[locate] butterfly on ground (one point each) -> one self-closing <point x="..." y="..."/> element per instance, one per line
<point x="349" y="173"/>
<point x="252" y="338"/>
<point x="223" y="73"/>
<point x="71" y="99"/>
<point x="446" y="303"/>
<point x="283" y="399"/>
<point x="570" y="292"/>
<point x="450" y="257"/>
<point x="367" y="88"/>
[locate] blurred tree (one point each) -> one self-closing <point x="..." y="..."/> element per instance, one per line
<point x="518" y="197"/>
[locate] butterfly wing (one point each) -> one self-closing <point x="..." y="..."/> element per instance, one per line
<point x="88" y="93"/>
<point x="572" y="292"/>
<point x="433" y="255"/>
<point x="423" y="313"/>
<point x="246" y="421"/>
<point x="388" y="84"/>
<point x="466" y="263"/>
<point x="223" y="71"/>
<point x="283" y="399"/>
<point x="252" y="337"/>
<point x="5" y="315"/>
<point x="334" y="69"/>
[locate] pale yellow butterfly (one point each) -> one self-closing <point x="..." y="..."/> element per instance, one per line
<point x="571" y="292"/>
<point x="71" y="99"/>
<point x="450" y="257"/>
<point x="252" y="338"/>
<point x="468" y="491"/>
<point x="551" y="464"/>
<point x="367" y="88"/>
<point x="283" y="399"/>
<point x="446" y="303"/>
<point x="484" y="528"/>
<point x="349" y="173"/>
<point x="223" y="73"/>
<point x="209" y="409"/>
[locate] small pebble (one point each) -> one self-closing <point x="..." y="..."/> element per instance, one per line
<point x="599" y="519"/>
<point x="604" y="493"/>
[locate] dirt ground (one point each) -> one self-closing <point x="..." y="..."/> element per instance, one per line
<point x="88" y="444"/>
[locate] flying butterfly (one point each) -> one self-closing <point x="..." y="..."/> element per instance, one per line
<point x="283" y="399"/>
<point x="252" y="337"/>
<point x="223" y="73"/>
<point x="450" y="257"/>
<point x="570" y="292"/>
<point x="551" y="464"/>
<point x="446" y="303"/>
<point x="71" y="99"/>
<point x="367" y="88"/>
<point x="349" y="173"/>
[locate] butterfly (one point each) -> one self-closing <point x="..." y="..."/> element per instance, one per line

• **PROBLEM REQUIREMENTS**
Copy every one of the records above word for word.

• **REPLY TO THE TASK**
[locate] butterfly on ground (one point each) -> one self-closing <point x="..." y="..."/> element per instance, one per line
<point x="349" y="173"/>
<point x="252" y="338"/>
<point x="223" y="73"/>
<point x="71" y="99"/>
<point x="446" y="303"/>
<point x="283" y="399"/>
<point x="570" y="292"/>
<point x="450" y="257"/>
<point x="367" y="88"/>
[locate] blurred tree (one point each) -> one self-closing <point x="..." y="..."/> element per instance, one per line
<point x="518" y="197"/>
[locate] butterfly wing (one point each) -> one self-closing <point x="..." y="..."/> element per instance, one per line
<point x="88" y="93"/>
<point x="572" y="292"/>
<point x="433" y="255"/>
<point x="423" y="313"/>
<point x="246" y="421"/>
<point x="388" y="84"/>
<point x="466" y="263"/>
<point x="223" y="71"/>
<point x="283" y="399"/>
<point x="252" y="337"/>
<point x="5" y="315"/>
<point x="334" y="69"/>
[locate] pale yellow butterfly (one point each) -> one self-closing <point x="..." y="..."/> element per instance, one per line
<point x="571" y="292"/>
<point x="71" y="99"/>
<point x="450" y="257"/>
<point x="252" y="338"/>
<point x="468" y="491"/>
<point x="551" y="464"/>
<point x="367" y="88"/>
<point x="283" y="399"/>
<point x="446" y="303"/>
<point x="484" y="528"/>
<point x="349" y="173"/>
<point x="223" y="73"/>
<point x="209" y="409"/>
[locate] small pebble (one point each) -> one self-closing <point x="..." y="..."/> element per instance, one per line
<point x="599" y="519"/>
<point x="604" y="493"/>
[locate] dirt ground (one point each) -> one self-closing <point x="..." y="..."/> element per instance, one per line
<point x="88" y="444"/>
[locate] flying butterfly (one point each) -> one self-closing <point x="..." y="..."/> element per instance, one per line
<point x="283" y="399"/>
<point x="252" y="337"/>
<point x="223" y="73"/>
<point x="450" y="257"/>
<point x="570" y="292"/>
<point x="551" y="464"/>
<point x="446" y="303"/>
<point x="71" y="99"/>
<point x="367" y="88"/>
<point x="349" y="173"/>
[locate] butterfly (one point each) -> one self-closing <point x="..." y="..."/> element per instance, one per line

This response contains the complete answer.